▸ **Exercise data**
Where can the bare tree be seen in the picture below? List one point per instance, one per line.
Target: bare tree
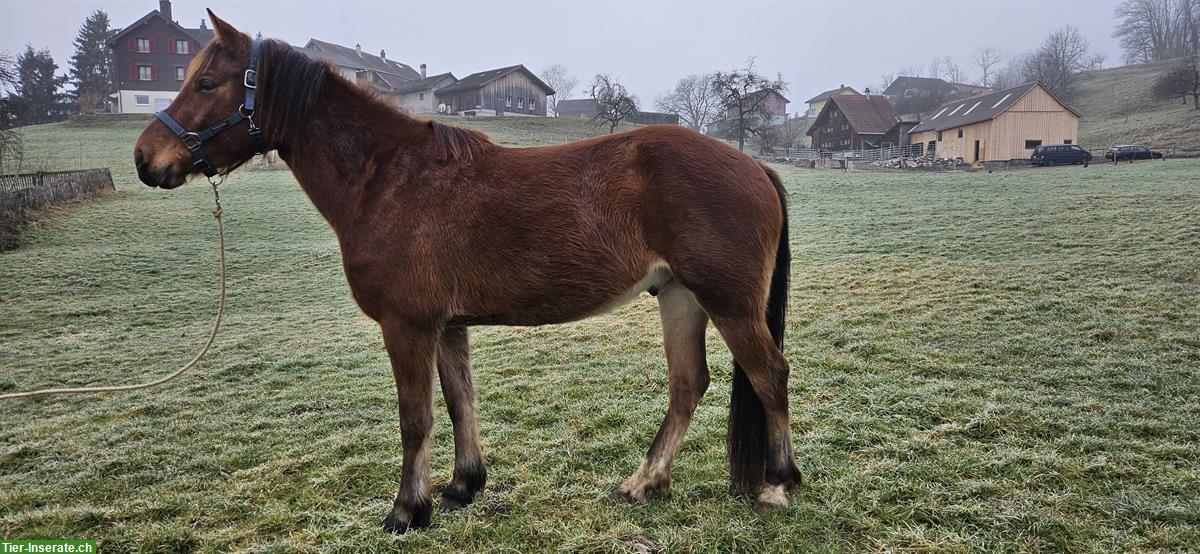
(1181, 82)
(745, 95)
(886, 80)
(693, 100)
(1152, 30)
(559, 78)
(987, 59)
(613, 102)
(952, 71)
(11, 144)
(1059, 61)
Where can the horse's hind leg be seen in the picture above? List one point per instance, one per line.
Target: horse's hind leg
(751, 344)
(683, 336)
(454, 369)
(412, 351)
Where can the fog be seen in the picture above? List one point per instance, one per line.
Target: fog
(816, 46)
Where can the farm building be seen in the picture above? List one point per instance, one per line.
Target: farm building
(855, 122)
(420, 96)
(999, 126)
(370, 71)
(151, 56)
(588, 108)
(511, 90)
(817, 102)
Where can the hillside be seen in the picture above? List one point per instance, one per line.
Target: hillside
(1117, 107)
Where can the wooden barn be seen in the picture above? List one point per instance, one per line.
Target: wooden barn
(997, 126)
(511, 90)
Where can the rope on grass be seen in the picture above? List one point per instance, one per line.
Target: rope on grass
(213, 335)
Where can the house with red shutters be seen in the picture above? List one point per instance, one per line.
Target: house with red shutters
(151, 60)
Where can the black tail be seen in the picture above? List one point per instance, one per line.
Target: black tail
(748, 422)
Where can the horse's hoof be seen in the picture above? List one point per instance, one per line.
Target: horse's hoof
(762, 507)
(407, 518)
(771, 498)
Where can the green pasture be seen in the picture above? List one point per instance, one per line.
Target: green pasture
(996, 362)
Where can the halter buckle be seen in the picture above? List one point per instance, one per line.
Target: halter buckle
(191, 140)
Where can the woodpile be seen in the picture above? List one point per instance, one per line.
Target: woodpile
(923, 162)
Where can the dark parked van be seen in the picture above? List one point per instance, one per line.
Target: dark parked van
(1060, 155)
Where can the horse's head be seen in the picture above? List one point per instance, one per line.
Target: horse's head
(213, 90)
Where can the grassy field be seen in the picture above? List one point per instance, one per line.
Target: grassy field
(981, 362)
(1117, 108)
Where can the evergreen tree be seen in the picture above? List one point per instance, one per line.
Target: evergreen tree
(39, 95)
(93, 64)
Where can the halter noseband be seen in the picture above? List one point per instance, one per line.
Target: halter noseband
(195, 140)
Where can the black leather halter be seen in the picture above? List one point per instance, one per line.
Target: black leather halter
(195, 140)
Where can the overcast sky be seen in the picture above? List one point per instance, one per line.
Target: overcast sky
(815, 44)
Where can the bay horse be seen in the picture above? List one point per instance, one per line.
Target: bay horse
(441, 229)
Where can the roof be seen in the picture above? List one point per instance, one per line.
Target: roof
(867, 114)
(979, 108)
(357, 59)
(477, 80)
(201, 35)
(576, 107)
(427, 83)
(831, 92)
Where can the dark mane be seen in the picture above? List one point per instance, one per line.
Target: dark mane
(457, 143)
(291, 85)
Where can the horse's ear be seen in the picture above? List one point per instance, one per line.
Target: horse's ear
(223, 30)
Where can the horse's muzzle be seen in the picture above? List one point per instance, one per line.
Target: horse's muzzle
(166, 176)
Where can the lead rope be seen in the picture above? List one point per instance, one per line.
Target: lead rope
(213, 336)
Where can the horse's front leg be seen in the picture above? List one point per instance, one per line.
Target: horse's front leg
(454, 369)
(412, 351)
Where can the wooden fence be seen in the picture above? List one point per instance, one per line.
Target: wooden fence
(28, 191)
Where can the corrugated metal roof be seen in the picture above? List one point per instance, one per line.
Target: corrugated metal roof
(831, 92)
(355, 59)
(477, 80)
(977, 108)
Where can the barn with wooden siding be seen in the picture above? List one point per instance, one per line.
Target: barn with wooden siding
(999, 126)
(511, 90)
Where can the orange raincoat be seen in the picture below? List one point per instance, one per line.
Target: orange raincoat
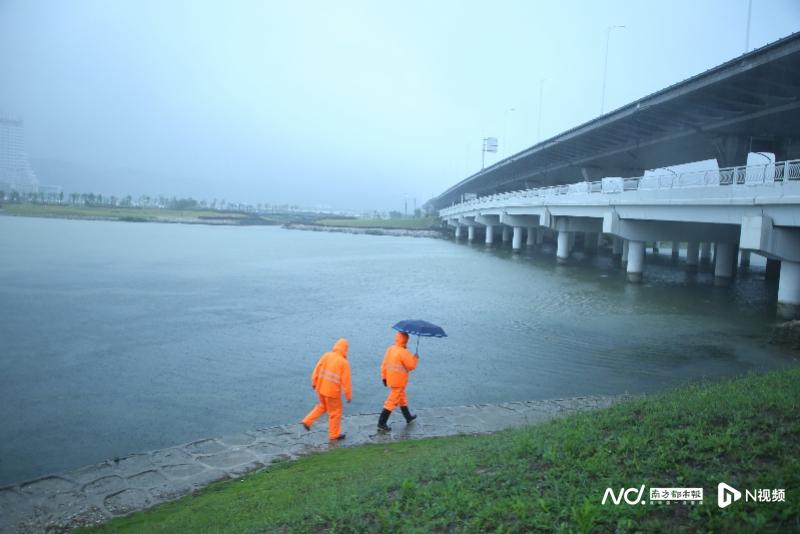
(331, 376)
(397, 363)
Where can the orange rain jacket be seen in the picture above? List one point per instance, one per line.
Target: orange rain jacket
(397, 362)
(332, 373)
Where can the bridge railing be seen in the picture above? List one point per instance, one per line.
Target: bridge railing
(763, 174)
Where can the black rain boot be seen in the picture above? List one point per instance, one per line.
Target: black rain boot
(383, 419)
(407, 414)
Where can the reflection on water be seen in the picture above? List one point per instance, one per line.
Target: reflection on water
(121, 337)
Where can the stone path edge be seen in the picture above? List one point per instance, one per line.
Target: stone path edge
(94, 494)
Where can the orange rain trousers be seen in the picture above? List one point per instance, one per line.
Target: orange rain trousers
(397, 397)
(332, 405)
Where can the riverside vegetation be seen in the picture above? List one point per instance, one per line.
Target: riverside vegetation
(549, 477)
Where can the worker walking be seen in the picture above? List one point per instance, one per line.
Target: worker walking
(397, 363)
(331, 376)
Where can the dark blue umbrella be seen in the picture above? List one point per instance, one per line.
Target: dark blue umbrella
(420, 329)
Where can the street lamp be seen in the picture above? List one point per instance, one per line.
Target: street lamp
(505, 128)
(605, 66)
(747, 33)
(539, 122)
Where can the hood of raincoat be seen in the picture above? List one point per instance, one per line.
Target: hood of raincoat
(341, 347)
(401, 339)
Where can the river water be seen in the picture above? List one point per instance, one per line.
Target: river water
(118, 338)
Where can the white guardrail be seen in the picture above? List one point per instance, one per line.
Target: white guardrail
(764, 174)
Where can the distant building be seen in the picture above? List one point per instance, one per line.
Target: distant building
(16, 173)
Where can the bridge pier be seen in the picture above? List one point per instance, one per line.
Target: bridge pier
(705, 252)
(516, 241)
(635, 261)
(773, 269)
(692, 256)
(616, 247)
(789, 289)
(744, 261)
(590, 243)
(562, 248)
(531, 240)
(723, 263)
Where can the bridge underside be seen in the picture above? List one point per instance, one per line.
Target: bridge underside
(749, 104)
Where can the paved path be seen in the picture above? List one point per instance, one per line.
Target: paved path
(96, 493)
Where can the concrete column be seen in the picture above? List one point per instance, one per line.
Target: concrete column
(723, 265)
(745, 259)
(773, 271)
(531, 236)
(789, 289)
(562, 251)
(692, 255)
(705, 253)
(516, 242)
(590, 242)
(635, 261)
(616, 247)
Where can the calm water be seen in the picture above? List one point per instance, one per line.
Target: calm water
(118, 338)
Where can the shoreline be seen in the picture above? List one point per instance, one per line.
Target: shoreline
(211, 221)
(94, 494)
(395, 232)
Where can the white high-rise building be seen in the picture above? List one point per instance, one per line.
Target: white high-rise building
(16, 172)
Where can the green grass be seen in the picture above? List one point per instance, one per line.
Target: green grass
(89, 212)
(425, 223)
(549, 477)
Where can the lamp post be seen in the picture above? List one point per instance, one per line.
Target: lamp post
(605, 66)
(505, 128)
(747, 32)
(539, 121)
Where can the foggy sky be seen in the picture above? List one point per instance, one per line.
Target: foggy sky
(350, 105)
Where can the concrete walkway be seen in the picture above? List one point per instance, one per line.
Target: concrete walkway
(96, 493)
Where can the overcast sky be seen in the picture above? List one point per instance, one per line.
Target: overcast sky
(352, 105)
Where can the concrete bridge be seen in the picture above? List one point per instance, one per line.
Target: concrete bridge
(738, 210)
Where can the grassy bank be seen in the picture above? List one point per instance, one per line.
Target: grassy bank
(424, 223)
(550, 477)
(196, 216)
(100, 212)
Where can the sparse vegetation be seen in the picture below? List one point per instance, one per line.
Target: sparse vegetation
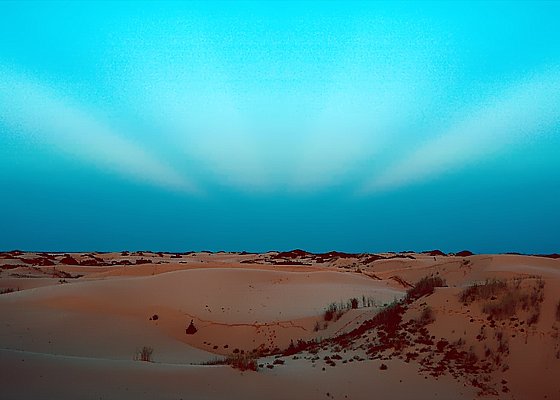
(424, 287)
(144, 354)
(482, 291)
(336, 310)
(504, 307)
(503, 300)
(427, 316)
(238, 360)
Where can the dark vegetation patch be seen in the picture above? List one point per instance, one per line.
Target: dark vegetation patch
(424, 287)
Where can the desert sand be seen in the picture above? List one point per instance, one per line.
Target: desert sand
(314, 326)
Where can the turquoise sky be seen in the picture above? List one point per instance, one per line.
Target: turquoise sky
(255, 126)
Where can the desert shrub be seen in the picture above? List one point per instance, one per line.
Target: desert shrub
(144, 354)
(427, 316)
(534, 318)
(330, 312)
(243, 362)
(424, 287)
(390, 316)
(505, 307)
(482, 291)
(317, 327)
(354, 303)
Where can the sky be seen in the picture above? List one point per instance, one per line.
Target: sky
(359, 127)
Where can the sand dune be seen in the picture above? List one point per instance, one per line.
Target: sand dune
(81, 326)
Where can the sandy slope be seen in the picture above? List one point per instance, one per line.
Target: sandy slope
(35, 375)
(78, 339)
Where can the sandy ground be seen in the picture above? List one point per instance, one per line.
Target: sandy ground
(73, 331)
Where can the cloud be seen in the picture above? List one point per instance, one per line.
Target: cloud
(527, 109)
(46, 116)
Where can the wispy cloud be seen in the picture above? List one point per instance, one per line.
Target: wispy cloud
(525, 110)
(44, 115)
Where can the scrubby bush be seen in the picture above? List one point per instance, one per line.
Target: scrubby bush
(144, 354)
(242, 362)
(424, 287)
(390, 316)
(505, 307)
(482, 291)
(354, 303)
(427, 316)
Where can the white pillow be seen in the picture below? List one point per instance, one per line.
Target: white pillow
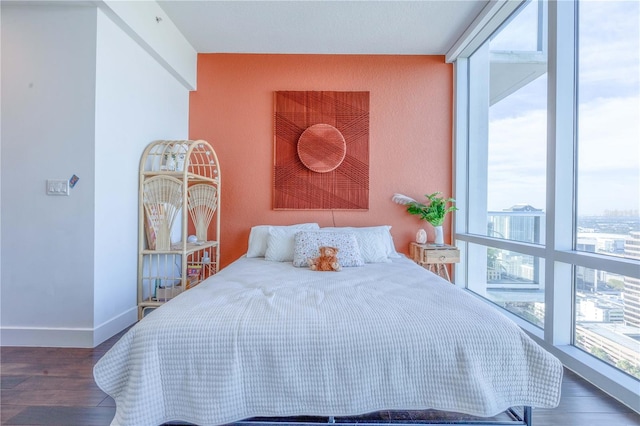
(260, 233)
(375, 242)
(308, 243)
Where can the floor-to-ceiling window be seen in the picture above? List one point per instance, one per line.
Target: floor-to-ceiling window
(548, 179)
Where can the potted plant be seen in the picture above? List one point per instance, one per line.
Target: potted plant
(434, 212)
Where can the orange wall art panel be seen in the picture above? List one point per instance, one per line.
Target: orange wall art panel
(321, 150)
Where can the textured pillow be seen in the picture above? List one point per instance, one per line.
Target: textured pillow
(260, 233)
(308, 243)
(375, 242)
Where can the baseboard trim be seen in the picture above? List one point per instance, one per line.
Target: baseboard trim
(67, 337)
(114, 326)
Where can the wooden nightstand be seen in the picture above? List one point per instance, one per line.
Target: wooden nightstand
(434, 258)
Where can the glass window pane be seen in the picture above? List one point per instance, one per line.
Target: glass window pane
(607, 323)
(608, 126)
(512, 280)
(509, 133)
(521, 33)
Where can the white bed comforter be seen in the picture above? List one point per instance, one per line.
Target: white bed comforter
(264, 338)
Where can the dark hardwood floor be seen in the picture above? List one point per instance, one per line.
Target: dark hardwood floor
(54, 386)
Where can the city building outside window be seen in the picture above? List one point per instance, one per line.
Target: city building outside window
(548, 179)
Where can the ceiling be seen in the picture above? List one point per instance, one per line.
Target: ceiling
(419, 27)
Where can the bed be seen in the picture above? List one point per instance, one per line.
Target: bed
(266, 339)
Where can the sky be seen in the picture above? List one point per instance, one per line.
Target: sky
(608, 115)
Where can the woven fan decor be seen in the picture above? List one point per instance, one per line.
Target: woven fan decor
(313, 167)
(202, 201)
(162, 200)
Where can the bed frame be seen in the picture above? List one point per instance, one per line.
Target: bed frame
(521, 416)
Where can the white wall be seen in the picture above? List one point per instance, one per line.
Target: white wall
(79, 96)
(137, 101)
(48, 81)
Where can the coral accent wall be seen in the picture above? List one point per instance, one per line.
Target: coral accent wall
(409, 141)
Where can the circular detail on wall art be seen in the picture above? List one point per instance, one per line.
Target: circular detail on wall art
(321, 148)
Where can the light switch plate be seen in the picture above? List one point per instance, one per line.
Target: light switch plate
(57, 187)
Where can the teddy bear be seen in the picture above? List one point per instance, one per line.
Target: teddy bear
(327, 261)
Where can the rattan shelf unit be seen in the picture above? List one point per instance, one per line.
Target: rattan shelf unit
(179, 197)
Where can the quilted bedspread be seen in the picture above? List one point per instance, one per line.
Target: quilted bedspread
(264, 338)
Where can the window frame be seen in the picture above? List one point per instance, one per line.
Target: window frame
(558, 252)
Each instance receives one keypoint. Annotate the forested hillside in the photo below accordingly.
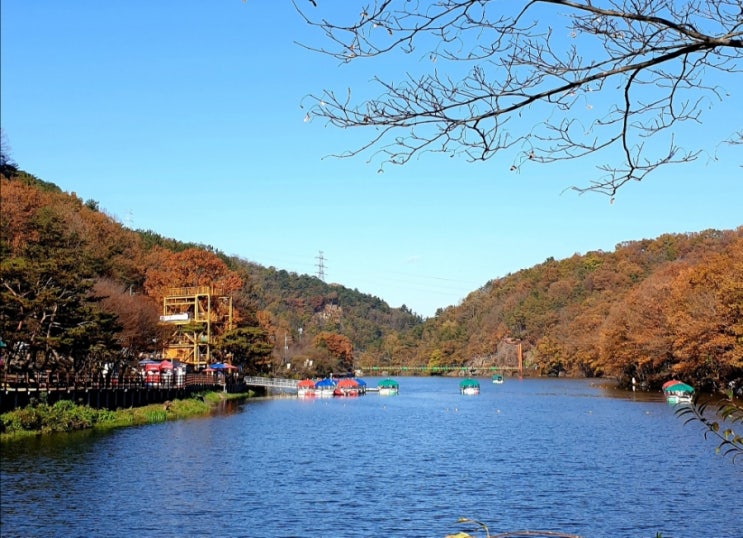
(79, 289)
(652, 309)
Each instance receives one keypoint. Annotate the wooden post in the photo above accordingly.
(521, 361)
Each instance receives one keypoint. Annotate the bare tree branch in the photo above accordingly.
(498, 76)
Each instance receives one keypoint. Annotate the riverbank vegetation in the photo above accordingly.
(66, 416)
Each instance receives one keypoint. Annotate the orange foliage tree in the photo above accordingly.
(190, 267)
(338, 346)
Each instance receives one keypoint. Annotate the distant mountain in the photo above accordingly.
(650, 310)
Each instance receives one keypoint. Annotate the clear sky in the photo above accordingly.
(184, 118)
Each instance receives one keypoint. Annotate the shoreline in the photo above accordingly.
(66, 417)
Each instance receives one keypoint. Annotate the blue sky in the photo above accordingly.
(185, 118)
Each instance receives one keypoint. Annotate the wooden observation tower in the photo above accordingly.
(198, 315)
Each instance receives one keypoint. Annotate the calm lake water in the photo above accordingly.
(548, 454)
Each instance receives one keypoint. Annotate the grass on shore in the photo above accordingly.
(65, 416)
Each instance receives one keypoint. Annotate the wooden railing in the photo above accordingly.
(48, 381)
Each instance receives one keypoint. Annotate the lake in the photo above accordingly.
(570, 456)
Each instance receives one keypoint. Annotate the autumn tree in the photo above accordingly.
(248, 347)
(706, 309)
(339, 347)
(610, 82)
(190, 267)
(47, 311)
(137, 314)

▸ **Exercise instructions**
Would you copy out exactly the lines above that start at the one containing "Target: horse's muzzle" and end at the one containing "Where can the horse's front", inclusive?

▸ **Response**
Target: horse's muzzle
(166, 176)
Where can the lead rope be seen in the picture above? List one point per instance, one per line.
Target: lead rope
(213, 336)
Where can the horse's front leg be seen in the picture above? List one point per instance, one per line.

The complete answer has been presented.